→ **Exercise objective**
Extract exactly the range of lines bounded by the line containing "of the evergreen" and the final line of the listing, both ends included, and no other lines.

▬▬▬▬▬▬▬▬▬▬

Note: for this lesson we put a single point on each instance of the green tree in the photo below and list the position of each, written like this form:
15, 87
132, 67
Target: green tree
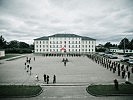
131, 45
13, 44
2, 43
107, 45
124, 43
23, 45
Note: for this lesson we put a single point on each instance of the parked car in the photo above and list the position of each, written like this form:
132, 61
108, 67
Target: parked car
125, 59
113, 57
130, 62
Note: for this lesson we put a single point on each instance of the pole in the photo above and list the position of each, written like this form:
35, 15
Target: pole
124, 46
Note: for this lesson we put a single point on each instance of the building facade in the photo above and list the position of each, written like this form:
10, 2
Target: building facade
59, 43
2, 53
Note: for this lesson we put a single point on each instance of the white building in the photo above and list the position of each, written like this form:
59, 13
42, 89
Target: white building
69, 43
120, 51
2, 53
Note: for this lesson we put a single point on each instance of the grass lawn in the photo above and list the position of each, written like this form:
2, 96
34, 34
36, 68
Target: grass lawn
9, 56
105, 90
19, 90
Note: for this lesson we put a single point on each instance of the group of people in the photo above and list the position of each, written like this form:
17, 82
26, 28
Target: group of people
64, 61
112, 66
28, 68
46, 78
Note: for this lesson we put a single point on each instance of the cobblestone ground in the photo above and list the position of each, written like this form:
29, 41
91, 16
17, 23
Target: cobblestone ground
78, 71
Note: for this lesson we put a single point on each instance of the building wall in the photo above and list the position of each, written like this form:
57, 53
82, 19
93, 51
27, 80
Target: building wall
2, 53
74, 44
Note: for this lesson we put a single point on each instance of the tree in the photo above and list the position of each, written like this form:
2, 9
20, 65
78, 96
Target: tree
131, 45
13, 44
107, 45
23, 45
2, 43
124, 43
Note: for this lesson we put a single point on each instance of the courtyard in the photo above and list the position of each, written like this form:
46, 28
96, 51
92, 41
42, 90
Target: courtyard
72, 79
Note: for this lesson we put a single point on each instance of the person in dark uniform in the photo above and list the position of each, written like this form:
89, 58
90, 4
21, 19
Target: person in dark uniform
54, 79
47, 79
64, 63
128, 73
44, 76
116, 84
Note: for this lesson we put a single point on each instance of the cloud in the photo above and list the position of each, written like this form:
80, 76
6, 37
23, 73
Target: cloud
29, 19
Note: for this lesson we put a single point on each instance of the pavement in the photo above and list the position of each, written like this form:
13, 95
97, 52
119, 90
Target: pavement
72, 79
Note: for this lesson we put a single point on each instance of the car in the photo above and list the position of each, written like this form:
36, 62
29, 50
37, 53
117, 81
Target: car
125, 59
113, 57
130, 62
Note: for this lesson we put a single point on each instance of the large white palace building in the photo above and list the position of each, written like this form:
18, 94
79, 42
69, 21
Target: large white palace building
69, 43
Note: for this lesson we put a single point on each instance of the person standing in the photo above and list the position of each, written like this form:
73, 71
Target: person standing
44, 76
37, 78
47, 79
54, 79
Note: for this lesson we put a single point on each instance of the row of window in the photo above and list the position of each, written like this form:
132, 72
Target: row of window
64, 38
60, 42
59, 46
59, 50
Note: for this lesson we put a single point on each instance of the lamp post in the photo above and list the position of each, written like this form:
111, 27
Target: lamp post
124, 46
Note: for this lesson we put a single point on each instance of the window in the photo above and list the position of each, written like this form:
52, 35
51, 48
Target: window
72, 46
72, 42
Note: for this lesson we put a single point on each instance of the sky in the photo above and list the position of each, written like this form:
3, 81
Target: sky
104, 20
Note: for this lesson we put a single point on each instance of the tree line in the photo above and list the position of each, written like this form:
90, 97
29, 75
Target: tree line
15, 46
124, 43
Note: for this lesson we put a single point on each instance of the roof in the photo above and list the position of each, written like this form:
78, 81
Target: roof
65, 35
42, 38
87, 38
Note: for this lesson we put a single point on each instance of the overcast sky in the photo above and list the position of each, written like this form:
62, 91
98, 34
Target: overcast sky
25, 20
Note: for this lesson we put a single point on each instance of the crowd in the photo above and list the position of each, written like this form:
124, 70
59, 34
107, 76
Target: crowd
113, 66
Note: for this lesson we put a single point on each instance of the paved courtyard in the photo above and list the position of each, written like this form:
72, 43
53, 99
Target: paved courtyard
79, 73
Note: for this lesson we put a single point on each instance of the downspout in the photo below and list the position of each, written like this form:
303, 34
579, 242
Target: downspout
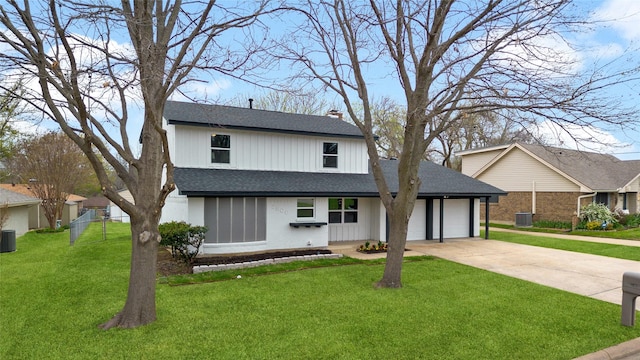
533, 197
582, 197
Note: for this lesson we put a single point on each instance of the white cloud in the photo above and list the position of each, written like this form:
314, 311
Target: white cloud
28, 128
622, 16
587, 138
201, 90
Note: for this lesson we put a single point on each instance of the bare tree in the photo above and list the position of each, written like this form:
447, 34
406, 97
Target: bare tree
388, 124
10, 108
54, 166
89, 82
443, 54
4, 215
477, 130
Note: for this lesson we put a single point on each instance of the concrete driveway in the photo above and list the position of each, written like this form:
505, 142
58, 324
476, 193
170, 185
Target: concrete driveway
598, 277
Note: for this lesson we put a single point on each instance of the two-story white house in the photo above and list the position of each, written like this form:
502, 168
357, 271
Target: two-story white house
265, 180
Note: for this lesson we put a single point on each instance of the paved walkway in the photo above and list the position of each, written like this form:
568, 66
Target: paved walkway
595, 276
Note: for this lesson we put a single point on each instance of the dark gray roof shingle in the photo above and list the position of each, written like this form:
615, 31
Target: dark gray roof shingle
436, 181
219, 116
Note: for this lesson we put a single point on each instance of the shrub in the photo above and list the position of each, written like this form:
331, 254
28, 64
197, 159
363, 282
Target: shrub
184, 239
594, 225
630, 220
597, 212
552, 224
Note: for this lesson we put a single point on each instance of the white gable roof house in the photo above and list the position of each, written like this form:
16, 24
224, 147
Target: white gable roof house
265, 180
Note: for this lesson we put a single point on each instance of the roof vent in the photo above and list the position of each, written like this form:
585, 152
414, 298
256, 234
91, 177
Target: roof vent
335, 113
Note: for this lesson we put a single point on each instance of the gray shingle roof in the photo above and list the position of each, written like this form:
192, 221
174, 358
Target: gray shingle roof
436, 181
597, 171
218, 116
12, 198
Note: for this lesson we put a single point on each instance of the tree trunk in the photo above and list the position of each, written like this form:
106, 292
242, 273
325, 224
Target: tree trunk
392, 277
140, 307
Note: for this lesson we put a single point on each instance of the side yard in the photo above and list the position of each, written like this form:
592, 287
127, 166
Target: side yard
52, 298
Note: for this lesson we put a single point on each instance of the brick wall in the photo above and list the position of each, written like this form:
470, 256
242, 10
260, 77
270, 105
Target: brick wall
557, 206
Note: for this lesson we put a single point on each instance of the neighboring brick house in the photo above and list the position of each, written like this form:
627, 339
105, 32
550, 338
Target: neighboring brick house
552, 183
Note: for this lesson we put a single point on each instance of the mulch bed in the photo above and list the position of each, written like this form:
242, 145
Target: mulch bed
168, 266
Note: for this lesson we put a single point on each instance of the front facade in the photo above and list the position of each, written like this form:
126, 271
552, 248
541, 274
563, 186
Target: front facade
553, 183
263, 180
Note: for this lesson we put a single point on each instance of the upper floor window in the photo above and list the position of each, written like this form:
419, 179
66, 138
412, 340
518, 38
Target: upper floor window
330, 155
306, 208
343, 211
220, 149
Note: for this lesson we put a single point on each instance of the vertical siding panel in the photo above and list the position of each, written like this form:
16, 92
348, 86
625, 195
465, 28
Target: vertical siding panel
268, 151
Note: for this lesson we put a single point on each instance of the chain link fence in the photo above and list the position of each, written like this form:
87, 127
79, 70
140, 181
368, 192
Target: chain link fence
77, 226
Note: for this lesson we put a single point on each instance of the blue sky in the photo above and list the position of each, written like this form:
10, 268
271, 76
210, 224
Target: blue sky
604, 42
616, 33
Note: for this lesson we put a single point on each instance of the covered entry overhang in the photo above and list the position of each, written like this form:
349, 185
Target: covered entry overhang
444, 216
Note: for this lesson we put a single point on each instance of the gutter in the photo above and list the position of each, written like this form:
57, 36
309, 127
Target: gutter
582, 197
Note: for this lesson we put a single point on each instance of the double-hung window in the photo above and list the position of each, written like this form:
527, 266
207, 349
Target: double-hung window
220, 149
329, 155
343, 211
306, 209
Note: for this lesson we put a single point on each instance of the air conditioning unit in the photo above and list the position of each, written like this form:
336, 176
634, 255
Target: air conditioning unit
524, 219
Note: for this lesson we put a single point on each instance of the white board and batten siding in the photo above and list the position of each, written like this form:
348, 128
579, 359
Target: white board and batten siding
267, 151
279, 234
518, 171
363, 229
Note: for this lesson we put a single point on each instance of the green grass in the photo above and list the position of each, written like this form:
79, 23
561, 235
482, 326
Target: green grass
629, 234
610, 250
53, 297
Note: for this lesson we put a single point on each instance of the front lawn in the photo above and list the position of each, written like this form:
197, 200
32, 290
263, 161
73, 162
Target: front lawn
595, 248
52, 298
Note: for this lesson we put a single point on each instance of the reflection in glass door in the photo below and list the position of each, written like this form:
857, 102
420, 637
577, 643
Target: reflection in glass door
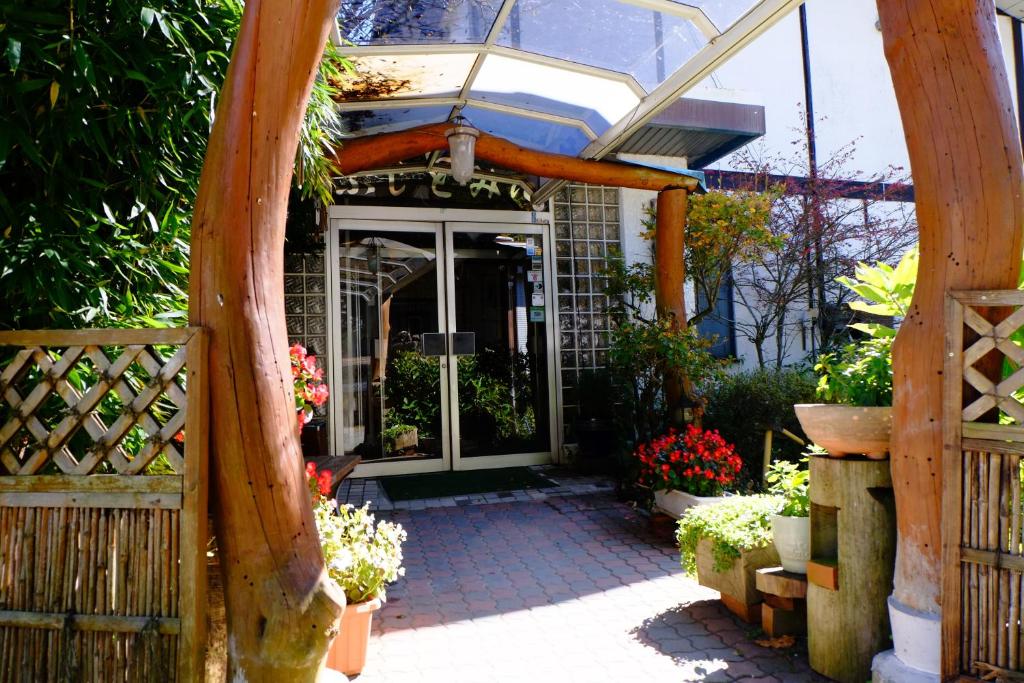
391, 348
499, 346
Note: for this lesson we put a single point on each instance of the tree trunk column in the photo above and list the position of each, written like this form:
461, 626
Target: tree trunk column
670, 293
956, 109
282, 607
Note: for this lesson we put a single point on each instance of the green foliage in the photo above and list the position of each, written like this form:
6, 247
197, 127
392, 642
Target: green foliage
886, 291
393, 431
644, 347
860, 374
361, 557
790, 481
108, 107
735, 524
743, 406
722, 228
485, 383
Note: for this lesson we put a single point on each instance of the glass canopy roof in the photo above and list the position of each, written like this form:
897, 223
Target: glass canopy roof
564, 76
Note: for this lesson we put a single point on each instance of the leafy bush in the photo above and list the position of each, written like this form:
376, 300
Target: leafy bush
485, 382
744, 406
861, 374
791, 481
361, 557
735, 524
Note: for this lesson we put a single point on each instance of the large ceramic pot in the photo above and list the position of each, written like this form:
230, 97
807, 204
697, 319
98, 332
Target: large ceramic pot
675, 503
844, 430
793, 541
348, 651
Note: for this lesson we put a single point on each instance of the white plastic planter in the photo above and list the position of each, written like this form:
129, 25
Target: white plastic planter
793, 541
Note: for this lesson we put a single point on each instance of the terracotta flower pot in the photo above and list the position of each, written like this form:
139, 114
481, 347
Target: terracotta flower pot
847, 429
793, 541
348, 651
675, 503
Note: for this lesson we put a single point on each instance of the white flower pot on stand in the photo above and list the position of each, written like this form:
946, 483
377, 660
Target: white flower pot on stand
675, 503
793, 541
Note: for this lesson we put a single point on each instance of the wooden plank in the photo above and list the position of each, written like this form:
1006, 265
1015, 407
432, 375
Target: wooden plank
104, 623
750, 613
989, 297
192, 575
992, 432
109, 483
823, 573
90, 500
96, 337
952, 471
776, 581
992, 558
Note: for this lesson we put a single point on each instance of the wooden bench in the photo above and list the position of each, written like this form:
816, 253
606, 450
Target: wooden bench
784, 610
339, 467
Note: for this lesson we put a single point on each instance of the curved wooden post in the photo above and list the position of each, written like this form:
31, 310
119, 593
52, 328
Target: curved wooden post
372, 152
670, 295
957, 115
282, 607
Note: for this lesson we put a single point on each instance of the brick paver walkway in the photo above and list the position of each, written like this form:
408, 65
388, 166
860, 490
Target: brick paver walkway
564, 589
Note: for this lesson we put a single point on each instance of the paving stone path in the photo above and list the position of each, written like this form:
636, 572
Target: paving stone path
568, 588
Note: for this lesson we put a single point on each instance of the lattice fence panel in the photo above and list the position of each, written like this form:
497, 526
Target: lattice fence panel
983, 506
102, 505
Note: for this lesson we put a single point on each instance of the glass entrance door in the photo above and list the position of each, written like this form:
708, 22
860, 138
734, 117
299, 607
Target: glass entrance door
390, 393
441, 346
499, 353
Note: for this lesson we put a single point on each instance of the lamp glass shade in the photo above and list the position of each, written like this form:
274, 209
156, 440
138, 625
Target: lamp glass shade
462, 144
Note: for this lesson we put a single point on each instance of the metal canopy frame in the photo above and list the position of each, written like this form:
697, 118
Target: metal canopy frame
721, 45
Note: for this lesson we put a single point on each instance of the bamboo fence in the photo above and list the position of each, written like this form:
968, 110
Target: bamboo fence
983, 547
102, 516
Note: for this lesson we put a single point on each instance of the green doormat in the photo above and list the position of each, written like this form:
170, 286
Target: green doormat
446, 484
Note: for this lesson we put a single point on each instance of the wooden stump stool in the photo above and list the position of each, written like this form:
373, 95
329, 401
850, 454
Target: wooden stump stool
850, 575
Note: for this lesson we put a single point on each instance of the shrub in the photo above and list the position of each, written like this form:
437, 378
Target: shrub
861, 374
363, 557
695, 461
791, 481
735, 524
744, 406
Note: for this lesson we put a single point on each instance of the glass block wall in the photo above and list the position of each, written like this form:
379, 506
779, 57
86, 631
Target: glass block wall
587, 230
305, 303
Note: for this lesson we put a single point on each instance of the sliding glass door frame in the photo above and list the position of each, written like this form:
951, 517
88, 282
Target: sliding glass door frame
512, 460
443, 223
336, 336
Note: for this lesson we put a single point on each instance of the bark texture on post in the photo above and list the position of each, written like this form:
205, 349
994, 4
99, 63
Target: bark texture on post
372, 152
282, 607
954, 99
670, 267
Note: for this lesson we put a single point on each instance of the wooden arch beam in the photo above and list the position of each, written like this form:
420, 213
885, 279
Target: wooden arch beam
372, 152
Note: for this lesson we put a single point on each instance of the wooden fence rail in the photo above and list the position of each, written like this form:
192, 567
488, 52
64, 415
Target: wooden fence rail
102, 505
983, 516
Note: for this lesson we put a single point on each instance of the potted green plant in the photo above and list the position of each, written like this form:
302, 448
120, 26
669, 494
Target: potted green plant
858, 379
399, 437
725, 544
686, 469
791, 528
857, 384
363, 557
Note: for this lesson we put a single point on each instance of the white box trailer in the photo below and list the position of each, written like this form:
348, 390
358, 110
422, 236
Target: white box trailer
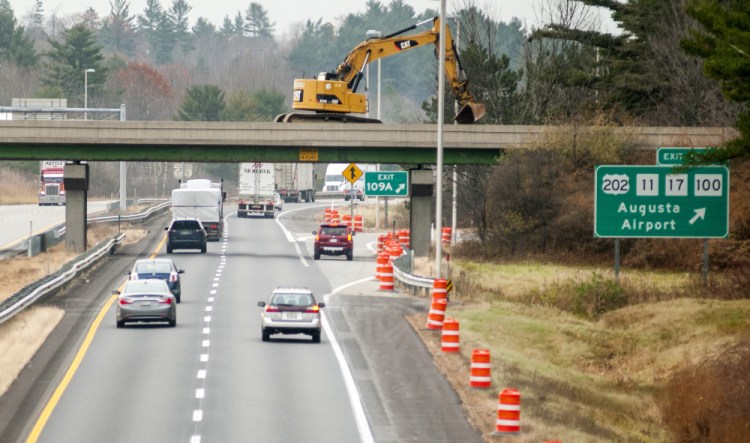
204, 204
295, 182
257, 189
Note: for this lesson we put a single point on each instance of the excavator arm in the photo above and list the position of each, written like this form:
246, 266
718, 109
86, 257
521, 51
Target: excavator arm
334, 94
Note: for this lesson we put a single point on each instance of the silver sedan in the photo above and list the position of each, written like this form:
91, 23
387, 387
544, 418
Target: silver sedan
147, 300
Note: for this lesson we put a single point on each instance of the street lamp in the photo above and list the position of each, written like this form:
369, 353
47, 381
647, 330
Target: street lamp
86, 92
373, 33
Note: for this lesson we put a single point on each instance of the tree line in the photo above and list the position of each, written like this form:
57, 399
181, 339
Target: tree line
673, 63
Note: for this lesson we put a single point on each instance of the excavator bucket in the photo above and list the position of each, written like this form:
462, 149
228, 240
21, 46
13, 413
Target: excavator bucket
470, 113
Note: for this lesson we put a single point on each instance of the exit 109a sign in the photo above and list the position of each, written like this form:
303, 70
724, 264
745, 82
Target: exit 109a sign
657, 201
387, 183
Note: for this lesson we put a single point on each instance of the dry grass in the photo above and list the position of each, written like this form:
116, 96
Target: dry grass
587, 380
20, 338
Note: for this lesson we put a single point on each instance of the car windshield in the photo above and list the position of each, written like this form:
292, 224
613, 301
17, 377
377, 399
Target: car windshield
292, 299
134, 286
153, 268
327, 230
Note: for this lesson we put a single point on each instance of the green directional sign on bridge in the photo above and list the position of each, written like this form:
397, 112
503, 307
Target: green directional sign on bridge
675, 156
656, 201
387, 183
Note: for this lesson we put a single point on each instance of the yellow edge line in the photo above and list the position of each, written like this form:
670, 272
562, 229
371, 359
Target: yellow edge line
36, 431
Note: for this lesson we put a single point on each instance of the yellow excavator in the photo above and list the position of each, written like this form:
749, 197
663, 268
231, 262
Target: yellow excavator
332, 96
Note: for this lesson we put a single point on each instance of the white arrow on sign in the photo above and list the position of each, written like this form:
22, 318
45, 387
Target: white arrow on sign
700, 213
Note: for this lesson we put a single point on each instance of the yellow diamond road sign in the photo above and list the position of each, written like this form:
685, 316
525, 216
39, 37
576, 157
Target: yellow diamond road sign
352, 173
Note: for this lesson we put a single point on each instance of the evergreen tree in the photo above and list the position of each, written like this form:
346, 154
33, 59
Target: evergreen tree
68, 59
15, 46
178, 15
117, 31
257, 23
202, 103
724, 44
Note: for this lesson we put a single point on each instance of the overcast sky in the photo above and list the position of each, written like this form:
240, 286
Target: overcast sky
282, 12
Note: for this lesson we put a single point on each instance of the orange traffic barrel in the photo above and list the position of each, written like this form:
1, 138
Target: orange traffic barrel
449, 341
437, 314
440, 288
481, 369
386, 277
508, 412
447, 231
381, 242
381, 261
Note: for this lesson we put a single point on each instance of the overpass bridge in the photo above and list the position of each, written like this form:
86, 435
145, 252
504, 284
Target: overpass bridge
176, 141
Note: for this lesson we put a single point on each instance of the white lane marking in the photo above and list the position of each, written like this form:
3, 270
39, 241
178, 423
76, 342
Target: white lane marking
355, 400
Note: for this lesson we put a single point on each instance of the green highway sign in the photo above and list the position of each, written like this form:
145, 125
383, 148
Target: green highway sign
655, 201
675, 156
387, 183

▬▬▬▬▬▬▬▬▬▬

→ **Written response**
Note: for this lesson we put a single point on each instance of the evergreen tree in the photo above and list the position of each, written like this form:
346, 154
33, 59
Target: evergreen tree
68, 59
15, 46
178, 15
117, 31
257, 23
202, 103
724, 44
Note: for this lesson we put a single point on each instance of the overcast sky in the photo above and list the position of each, written like this form:
240, 286
Target: overcast sky
282, 12
Note: for this lesson we put a single point on each instance of the orange traffic barrel in the photo above and list the position of each, written like this form:
1, 138
Target: orange traffic barrel
449, 341
437, 314
440, 288
481, 369
386, 277
508, 412
447, 231
381, 242
381, 261
Note: for this lesson we put a single point on each instance of the overpass bridge in the photo above and list the position of each, written like this form:
86, 435
145, 252
504, 284
Target: overpass bridge
176, 141
Note: for this lesson we put a single point on each instance of the white lane marking in the photo above and list the position of each, written like this form:
3, 270
39, 241
178, 423
76, 342
Target: white lane marking
355, 400
Note: for this lesson we put a single point on each instance of the green highway sign in the photo above and list the position of each, written like this form:
145, 125
383, 148
Target: green highway sign
655, 201
675, 156
387, 183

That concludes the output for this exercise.